• [What to do]
Please retype every entry below, keeping it exactly the same.

--- Extracted records Enclosed Below ---

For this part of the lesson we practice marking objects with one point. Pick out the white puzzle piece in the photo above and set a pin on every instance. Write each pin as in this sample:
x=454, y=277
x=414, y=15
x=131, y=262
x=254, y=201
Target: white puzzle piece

--- End of Enclosed Extracted records ---

• [Response below]
For this part of the lesson we practice marking objects with one point. Pick out the white puzzle piece in the photo above and set a pin on every instance. Write each pin as in this sample:
x=454, y=277
x=414, y=15
x=131, y=262
x=254, y=201
Target: white puzzle piece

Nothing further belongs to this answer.